= Source excerpt =
Before ANDERSON, BARRETT and LOGAN, Circuit Judges.


BARRETT, Senior United States Circuit Judge.

After examining the briefs and appellate record, this panel has determined unanimously to honor the parties' request for a decision on the briefs without oral argument. See Fed. R. App. P. 34(f); 10th Cir. R. 34.1.9. The case is therefore ordered submitted without oral argument.

Anthony L. Wilson (Wilson) appeals his sentence following judgment of conviction on a guilty plea to the charge of Possession with Intent to Distribute Cocaine Base in violation of 21 U.S.C. 841. On January 30, 1995, the district court sentenced Wilson to 188 months imprisonment, a term of supervised release of five years, ineligibility for Federal benefits for a term of ten years, and a $50.00 special assessment.

A Presentence Report disclosed, among other things, that, based on a three-year deferred sentence Wilson had received in Oklahoma County District Court on October 26, 1990, for False Declaration of Ownership, Wilson should be assessed one additional criminal history point. Wilson objected on the ground that under 22 O.S. 991c2  he was not convicted because a deferred sentence is not a suspension of a sentence, but is a deferment of the actual imposition of a judgment and sentence. He cites to 22 O.S. 991c, Federal Sentencing Guidelines, 4A1.2(f)3  and United States v. Johnson, 941 F.2d 1102 (10th Cir. 1991).

In response to Wilson's objection, the probation officer pointed out that no documentation was found indicating that Wilson had successfully completed his deferred sentence, but while serving his deferred sentence, Wilson was arrested for another offense and sentenced to prison in November, 1991. The probation officer stated that an application to accelerate Wilson's deferred sentence was filed, but no action was taken on the matter.

= Written problem 1 =
According to the court opinion excerpt, what prison term did the district court give Wilson?

= Records shown =
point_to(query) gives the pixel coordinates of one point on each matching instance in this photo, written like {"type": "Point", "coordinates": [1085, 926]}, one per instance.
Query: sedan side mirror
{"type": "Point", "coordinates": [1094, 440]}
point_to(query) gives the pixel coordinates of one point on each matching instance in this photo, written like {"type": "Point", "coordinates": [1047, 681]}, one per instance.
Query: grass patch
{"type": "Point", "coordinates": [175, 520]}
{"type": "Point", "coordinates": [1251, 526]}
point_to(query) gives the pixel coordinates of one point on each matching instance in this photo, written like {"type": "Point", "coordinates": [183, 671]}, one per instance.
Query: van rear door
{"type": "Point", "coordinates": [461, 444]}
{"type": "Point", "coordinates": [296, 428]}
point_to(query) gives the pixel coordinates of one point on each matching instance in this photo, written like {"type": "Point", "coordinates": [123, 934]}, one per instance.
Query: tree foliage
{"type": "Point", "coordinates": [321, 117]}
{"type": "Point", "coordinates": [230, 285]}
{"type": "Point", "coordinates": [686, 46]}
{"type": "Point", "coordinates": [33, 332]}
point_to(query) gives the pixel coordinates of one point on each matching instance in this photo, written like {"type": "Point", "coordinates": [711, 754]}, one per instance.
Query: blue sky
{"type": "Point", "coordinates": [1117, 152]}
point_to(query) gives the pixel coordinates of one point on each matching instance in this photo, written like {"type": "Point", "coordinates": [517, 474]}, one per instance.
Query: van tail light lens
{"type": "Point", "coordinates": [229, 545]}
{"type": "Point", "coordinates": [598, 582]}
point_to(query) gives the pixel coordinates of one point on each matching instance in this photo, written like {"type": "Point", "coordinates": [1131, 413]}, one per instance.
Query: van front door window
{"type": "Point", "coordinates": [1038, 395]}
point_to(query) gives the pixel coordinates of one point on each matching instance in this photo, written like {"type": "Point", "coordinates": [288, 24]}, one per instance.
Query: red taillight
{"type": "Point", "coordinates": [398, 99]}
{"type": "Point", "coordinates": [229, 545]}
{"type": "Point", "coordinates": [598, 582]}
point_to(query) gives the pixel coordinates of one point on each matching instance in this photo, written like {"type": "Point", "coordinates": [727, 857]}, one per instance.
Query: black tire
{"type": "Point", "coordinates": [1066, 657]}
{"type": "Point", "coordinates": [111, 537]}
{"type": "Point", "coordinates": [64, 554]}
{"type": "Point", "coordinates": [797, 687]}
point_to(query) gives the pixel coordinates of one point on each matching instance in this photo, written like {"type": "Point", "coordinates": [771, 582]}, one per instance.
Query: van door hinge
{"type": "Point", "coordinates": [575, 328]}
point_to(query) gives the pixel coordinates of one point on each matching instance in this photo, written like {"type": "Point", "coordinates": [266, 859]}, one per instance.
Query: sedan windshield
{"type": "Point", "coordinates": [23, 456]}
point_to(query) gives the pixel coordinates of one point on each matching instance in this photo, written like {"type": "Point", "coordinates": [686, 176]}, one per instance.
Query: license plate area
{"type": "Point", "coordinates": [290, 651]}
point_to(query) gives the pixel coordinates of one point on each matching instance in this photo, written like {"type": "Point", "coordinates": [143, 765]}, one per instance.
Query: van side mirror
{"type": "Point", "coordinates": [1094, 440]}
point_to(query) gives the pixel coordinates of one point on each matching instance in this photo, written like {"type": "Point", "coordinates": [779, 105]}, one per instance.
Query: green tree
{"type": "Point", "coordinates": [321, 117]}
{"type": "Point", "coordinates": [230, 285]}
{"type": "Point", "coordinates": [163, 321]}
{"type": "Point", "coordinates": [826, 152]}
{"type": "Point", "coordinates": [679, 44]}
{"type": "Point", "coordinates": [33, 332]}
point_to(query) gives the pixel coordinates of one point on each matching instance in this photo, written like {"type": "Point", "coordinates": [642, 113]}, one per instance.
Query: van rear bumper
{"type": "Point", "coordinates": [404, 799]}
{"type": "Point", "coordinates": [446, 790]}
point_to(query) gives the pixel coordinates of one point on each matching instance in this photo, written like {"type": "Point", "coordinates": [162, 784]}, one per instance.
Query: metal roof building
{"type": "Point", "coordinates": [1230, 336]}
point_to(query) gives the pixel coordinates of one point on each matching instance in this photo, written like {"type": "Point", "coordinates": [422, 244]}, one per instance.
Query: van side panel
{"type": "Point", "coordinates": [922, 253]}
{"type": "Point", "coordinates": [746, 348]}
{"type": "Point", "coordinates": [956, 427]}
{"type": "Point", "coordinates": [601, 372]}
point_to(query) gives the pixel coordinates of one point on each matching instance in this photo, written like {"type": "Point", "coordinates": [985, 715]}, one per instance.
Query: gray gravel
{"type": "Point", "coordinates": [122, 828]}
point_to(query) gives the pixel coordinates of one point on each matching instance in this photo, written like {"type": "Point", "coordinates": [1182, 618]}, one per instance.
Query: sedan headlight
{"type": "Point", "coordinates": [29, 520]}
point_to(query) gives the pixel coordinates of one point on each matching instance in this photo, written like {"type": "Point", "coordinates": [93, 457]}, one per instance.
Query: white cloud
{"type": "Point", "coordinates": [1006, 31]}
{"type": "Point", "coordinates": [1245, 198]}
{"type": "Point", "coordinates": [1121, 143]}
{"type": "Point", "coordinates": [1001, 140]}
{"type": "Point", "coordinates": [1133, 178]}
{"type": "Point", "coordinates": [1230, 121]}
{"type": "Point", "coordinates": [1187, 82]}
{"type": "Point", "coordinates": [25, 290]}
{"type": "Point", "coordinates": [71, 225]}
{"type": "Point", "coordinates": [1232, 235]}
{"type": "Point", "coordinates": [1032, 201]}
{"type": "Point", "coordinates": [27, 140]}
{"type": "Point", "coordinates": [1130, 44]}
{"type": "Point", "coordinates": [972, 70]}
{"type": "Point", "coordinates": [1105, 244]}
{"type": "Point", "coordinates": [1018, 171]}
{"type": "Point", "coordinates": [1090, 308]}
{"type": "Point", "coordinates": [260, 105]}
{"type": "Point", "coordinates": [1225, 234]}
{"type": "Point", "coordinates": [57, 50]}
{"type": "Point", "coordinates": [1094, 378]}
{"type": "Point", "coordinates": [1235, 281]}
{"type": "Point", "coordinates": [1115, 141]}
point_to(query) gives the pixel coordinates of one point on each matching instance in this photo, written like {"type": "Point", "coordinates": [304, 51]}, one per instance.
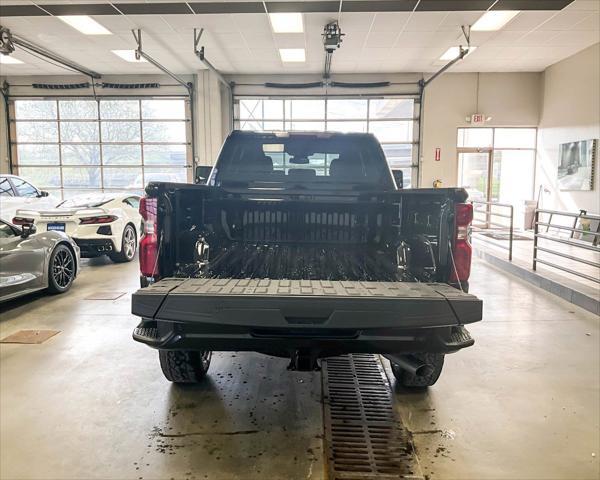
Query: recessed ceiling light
{"type": "Point", "coordinates": [494, 20]}
{"type": "Point", "coordinates": [128, 55]}
{"type": "Point", "coordinates": [85, 24]}
{"type": "Point", "coordinates": [453, 52]}
{"type": "Point", "coordinates": [9, 60]}
{"type": "Point", "coordinates": [292, 54]}
{"type": "Point", "coordinates": [286, 22]}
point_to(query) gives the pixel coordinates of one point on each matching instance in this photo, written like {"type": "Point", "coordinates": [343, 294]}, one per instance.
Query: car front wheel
{"type": "Point", "coordinates": [61, 269]}
{"type": "Point", "coordinates": [128, 246]}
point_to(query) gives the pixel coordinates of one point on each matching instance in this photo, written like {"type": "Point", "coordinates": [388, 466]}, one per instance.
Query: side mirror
{"type": "Point", "coordinates": [202, 173]}
{"type": "Point", "coordinates": [399, 178]}
{"type": "Point", "coordinates": [27, 230]}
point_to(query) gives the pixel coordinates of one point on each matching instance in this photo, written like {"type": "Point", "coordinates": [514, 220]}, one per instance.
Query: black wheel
{"type": "Point", "coordinates": [184, 366]}
{"type": "Point", "coordinates": [61, 269]}
{"type": "Point", "coordinates": [408, 380]}
{"type": "Point", "coordinates": [128, 246]}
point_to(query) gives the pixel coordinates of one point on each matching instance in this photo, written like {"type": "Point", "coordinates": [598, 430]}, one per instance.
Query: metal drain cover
{"type": "Point", "coordinates": [364, 438]}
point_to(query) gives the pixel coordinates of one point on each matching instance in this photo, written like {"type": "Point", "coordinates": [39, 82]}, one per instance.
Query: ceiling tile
{"type": "Point", "coordinates": [425, 21]}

= Written problem 2 =
Copy every row that contains the word "ceiling".

= Task answer 1 =
188 months

= Task answer 2 =
Query: recessed ceiling light
Query: ceiling tile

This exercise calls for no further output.